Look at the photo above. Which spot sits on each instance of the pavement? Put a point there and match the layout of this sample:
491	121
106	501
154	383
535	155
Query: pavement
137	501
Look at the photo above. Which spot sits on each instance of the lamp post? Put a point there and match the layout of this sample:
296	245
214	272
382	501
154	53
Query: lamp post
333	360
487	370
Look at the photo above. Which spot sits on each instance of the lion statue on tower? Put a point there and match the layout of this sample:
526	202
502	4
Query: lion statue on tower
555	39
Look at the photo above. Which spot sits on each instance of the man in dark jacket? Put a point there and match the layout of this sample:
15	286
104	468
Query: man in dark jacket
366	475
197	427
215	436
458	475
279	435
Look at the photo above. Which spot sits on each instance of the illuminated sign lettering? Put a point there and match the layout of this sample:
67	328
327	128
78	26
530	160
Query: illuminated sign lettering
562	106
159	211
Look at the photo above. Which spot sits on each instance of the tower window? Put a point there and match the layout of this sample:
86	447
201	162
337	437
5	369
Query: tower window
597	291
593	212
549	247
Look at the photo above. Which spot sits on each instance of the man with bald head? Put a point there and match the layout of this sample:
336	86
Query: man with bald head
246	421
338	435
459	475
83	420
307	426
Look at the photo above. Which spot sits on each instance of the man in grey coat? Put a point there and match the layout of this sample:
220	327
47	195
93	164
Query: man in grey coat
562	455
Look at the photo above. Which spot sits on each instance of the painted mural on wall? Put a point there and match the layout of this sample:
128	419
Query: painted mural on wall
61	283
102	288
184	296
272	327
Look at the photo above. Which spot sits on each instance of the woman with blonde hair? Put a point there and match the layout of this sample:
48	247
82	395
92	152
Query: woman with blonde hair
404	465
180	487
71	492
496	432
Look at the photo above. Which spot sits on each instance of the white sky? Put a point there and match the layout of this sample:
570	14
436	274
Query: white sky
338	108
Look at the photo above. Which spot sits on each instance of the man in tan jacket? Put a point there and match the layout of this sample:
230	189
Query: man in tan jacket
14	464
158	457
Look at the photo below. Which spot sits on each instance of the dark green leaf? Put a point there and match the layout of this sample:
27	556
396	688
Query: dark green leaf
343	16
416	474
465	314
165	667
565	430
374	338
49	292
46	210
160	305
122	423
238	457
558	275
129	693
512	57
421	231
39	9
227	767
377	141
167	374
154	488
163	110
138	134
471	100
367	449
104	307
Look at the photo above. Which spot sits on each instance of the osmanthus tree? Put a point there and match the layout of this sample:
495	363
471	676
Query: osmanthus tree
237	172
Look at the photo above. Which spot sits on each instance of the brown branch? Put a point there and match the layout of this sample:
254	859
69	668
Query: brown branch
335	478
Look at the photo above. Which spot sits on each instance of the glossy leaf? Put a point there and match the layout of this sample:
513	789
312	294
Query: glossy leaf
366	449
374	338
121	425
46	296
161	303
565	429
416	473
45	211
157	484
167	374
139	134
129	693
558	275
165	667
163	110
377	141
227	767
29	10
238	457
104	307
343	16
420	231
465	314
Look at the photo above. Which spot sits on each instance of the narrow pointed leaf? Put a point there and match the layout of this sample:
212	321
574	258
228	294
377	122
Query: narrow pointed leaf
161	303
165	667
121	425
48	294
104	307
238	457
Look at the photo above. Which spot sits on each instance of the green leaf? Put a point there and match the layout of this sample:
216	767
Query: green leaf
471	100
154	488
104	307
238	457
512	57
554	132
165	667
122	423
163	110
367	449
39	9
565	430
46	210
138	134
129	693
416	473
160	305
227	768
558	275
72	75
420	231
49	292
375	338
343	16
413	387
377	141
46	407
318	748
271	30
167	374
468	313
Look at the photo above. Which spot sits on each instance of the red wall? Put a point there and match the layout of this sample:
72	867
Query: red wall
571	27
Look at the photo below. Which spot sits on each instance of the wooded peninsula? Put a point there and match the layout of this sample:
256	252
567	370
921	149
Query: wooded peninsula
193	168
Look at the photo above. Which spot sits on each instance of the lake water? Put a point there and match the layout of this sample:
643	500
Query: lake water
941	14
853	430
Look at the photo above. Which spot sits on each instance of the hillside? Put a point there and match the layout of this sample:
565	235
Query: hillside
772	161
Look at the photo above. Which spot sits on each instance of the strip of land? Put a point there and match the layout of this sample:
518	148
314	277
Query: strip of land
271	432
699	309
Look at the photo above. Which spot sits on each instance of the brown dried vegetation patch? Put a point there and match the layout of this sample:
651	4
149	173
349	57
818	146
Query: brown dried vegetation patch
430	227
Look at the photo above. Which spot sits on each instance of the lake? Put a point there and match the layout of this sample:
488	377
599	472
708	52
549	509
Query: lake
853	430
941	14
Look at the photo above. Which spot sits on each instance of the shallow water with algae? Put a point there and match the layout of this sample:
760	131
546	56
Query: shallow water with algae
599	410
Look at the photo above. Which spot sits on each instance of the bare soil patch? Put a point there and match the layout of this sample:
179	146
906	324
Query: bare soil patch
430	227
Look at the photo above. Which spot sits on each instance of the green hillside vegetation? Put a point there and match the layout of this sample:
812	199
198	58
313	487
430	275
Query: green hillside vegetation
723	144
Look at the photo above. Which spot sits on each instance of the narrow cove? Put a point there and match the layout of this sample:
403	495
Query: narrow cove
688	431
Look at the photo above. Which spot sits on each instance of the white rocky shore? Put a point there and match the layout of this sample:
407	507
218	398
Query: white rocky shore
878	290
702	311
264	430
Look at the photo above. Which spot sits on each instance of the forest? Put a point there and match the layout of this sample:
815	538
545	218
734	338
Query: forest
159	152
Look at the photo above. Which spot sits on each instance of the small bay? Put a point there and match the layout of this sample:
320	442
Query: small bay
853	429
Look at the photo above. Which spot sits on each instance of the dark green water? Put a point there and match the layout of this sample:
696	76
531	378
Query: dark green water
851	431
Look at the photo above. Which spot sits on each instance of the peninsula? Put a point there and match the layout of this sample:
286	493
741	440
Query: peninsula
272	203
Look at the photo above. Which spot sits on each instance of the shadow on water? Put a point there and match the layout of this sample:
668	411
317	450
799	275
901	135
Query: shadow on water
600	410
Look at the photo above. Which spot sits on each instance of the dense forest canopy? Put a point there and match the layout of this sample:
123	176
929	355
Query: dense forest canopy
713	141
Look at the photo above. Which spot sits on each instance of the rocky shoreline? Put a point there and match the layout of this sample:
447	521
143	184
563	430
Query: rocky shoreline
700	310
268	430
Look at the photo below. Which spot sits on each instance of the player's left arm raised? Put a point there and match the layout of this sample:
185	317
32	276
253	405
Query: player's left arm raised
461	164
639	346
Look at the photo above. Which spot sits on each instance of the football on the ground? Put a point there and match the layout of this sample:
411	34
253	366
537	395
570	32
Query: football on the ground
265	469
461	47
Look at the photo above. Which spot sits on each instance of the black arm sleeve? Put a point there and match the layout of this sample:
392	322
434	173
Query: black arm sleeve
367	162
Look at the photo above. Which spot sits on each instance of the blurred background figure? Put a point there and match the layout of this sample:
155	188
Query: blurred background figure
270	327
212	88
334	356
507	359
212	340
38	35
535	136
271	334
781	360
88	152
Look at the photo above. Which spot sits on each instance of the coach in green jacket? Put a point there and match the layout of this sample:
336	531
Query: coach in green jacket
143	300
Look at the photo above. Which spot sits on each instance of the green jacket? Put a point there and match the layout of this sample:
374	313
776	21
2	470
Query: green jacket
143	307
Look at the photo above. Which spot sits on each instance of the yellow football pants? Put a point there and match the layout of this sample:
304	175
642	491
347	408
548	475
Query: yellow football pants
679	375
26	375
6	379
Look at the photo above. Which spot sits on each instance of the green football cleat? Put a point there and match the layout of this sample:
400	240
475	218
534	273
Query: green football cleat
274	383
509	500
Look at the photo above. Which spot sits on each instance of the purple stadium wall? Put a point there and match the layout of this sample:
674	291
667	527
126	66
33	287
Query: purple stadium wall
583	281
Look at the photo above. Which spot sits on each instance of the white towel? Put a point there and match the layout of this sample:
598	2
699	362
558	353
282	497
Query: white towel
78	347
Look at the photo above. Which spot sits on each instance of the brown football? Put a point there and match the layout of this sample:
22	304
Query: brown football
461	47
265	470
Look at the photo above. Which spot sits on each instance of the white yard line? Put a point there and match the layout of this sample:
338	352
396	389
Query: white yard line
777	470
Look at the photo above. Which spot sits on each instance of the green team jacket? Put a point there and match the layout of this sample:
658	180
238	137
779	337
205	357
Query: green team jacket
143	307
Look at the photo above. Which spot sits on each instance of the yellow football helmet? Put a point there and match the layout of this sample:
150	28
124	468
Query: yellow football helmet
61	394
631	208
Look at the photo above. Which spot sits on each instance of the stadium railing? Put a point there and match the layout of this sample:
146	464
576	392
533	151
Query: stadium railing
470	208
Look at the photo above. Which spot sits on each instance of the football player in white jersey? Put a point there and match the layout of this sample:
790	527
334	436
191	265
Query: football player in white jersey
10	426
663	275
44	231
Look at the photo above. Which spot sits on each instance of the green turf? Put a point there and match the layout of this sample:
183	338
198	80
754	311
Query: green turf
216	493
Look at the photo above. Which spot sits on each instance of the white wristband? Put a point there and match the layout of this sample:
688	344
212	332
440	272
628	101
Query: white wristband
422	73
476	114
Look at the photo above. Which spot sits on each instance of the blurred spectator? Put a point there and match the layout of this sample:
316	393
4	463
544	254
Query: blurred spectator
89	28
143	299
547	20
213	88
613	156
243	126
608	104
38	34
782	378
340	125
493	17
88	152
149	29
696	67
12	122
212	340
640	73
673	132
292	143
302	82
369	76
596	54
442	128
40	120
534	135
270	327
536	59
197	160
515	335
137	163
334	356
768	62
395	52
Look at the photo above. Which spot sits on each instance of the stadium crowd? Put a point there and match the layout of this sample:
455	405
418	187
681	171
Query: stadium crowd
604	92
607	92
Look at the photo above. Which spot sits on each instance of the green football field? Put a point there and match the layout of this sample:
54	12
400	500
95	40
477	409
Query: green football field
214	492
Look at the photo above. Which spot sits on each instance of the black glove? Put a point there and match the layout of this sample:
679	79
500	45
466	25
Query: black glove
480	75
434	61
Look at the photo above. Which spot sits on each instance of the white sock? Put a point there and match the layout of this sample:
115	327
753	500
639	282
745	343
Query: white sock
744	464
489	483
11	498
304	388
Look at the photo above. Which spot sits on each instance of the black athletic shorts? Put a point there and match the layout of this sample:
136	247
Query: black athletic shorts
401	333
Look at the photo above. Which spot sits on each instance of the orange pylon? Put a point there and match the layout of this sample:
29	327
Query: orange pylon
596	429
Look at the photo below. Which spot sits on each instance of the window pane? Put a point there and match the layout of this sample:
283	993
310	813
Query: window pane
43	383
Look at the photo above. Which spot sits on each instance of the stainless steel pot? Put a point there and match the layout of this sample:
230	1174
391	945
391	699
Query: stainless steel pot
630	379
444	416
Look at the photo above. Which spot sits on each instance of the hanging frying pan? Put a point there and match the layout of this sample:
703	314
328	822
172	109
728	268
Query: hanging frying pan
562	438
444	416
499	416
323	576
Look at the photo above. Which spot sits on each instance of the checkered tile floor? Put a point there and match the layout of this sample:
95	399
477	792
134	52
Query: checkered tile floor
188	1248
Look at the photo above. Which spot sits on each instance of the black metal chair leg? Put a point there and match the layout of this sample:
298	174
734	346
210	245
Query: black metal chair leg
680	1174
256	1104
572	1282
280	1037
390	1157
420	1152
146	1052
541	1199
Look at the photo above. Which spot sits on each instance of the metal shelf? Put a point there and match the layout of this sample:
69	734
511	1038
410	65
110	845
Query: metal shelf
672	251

***

**What you need to do**
Your task is to extract the lines running from the one with "of the hanging" to the end of the material, inclusive, copying each exactly and adding nothing.

**Correct output**
Look at the photo above. Which spot sits on each instance of the hanging frying pan? Put a point there and match the layout of this sample:
703	314
328	822
172	109
728	268
Query: hanging frying pan
562	438
444	416
499	416
323	576
Look at the photo above. Which spot sits on each instance of the checkered tile floor? Put a point there and match the layout of this sample:
95	399
477	792
134	52
Query: checkered tile floor
188	1248
Look at the photo above. Which spot sits on each instance of the black metal chair leg? Put a point there and match the layout of this sample:
298	174
734	346
210	245
Query: black metal chair leg
680	1174
256	1104
572	1282
280	1037
390	1157
420	1152
146	1052
541	1199
Look at the photo above. Which spot sits on each instance of the metal shelf? Put a point there and match the layout of this sample:
69	734
511	1038
410	65
110	845
Query: metal shelf
672	251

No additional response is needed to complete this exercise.